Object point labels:

+++

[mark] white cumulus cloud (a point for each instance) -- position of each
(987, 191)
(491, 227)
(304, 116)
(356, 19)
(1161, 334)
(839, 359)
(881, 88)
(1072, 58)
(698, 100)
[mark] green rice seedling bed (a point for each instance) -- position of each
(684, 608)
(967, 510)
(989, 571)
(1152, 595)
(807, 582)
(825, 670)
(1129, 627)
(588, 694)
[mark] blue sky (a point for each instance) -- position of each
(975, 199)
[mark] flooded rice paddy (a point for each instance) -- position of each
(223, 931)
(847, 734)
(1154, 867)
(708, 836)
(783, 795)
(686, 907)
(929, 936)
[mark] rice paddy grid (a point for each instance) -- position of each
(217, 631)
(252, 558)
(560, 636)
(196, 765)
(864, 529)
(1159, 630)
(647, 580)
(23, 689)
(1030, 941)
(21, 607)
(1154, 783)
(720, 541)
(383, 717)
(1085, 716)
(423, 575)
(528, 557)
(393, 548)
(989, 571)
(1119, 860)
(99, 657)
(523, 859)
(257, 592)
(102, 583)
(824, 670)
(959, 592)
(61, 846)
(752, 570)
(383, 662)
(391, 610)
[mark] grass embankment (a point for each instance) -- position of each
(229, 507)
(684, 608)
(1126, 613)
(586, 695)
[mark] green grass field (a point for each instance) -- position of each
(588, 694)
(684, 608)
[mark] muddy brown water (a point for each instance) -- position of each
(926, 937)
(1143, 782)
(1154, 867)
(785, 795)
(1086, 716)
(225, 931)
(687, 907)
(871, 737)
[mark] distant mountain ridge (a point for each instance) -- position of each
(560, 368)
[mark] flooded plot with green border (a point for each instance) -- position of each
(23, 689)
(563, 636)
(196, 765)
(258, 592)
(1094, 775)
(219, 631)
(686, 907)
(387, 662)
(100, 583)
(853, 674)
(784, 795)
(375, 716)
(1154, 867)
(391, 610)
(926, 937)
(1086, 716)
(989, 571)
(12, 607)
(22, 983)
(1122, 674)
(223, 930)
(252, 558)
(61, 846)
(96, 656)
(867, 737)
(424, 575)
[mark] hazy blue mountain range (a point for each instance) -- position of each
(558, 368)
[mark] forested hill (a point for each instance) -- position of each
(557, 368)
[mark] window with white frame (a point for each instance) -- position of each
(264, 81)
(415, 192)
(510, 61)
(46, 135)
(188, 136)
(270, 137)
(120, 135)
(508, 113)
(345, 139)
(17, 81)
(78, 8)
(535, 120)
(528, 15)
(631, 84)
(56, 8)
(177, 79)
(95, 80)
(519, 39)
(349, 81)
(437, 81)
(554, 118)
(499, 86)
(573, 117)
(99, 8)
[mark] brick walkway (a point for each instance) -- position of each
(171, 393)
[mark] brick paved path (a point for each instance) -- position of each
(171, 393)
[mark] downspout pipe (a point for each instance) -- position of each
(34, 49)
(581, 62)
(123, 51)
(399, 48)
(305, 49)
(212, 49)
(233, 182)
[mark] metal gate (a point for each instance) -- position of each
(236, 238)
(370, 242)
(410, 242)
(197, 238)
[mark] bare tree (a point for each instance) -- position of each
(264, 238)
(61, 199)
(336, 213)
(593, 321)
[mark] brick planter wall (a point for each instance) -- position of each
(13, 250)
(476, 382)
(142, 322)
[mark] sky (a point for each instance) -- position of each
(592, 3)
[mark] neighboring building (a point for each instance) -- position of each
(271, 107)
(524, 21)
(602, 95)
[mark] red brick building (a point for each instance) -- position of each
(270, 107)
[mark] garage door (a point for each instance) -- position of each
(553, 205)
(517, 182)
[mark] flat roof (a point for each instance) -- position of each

+++

[YOUR INSTRUCTIONS] Switch every "position of each" in the records above to "location of each" and give all the lines again with nothing else changed.

[OUTPUT FOR THIS TASK]
[mark] white cumulus cloud (a point for each instance) -- location of each
(987, 191)
(491, 227)
(304, 116)
(356, 19)
(1161, 334)
(839, 359)
(881, 88)
(1072, 58)
(698, 100)
[mark] green rice seedling bed (a point for each instance) -- location of each
(684, 608)
(967, 510)
(989, 571)
(1152, 595)
(807, 582)
(825, 670)
(1129, 627)
(588, 694)
[mark] blue sky (a point for each instance) -- location of each
(975, 199)
[mark] flooded rice paddy (a point for each instance) -- location of each
(223, 931)
(847, 734)
(1154, 867)
(708, 836)
(783, 795)
(686, 907)
(929, 936)
[mark] rice paddy grid (a point for each instance) -- location of each
(217, 631)
(252, 558)
(560, 636)
(196, 765)
(864, 529)
(1159, 630)
(647, 580)
(23, 689)
(1030, 941)
(21, 607)
(1154, 783)
(720, 541)
(383, 717)
(1085, 716)
(423, 575)
(528, 557)
(393, 548)
(989, 571)
(1119, 860)
(99, 657)
(523, 859)
(257, 592)
(102, 583)
(824, 670)
(959, 592)
(61, 846)
(752, 570)
(383, 662)
(391, 610)
[mark] grass embankment (a point for each instance) -- location of each
(229, 507)
(684, 608)
(1126, 613)
(586, 695)
[mark] green grass field (a point for each instance) -- location of each
(588, 694)
(684, 608)
[mark] muddy brown water (a point for each instance) -- location of each
(926, 937)
(1143, 782)
(1154, 867)
(785, 795)
(1086, 716)
(225, 931)
(687, 907)
(871, 737)
[mark] distant mountain ridge (a point for each instance) -- location of each
(560, 368)
[mark] flooded plot with green border (a point for each instance) -- location of each
(23, 689)
(563, 636)
(196, 765)
(258, 592)
(1094, 775)
(219, 631)
(686, 907)
(387, 662)
(100, 583)
(853, 674)
(784, 795)
(375, 716)
(1154, 867)
(391, 610)
(926, 937)
(1086, 716)
(989, 571)
(12, 607)
(22, 983)
(1122, 674)
(223, 930)
(252, 558)
(61, 846)
(96, 656)
(867, 737)
(424, 575)
[mark] hazy blue mountain range (a point for each instance) -- location of each
(558, 368)
[mark] forested hill (a point for each instance) -- location of each
(557, 368)
[mark] window with white frame (a point for each instance) -- location of each
(264, 81)
(415, 192)
(510, 61)
(46, 135)
(188, 136)
(270, 137)
(120, 135)
(508, 113)
(345, 139)
(17, 81)
(78, 8)
(535, 120)
(528, 15)
(631, 84)
(56, 8)
(177, 79)
(95, 80)
(519, 39)
(349, 81)
(437, 81)
(554, 118)
(499, 86)
(573, 117)
(99, 8)
[mark] brick walkway (a point for each instance) -- location of each
(171, 393)
[mark] brick paved path (a point for each instance) -- location of each
(171, 393)
[mark] downspout pipe (a point for each instance) -- location of each
(34, 49)
(581, 62)
(123, 51)
(399, 48)
(305, 49)
(212, 49)
(233, 182)
[mark] metal gate (a point for each instance) -- location of each
(236, 238)
(370, 242)
(410, 242)
(197, 238)
[mark] bare tree (a point for each instance) -- location of each
(264, 238)
(61, 199)
(336, 213)
(593, 321)
[mark] brick planter wall (a point for each instance) -- location of each
(13, 250)
(476, 382)
(142, 322)
[mark] sky (a point for each instance) -- location of each
(592, 3)
[mark] neighboring building (a point for each instance) -- location of each
(271, 107)
(524, 21)
(602, 95)
[mark] red brick building (a point for each instance) -- location of each
(270, 107)
[mark] garage door (a point for each instance) -- location of each
(553, 205)
(517, 182)
[mark] flat roof (a point for each instance) -- location of each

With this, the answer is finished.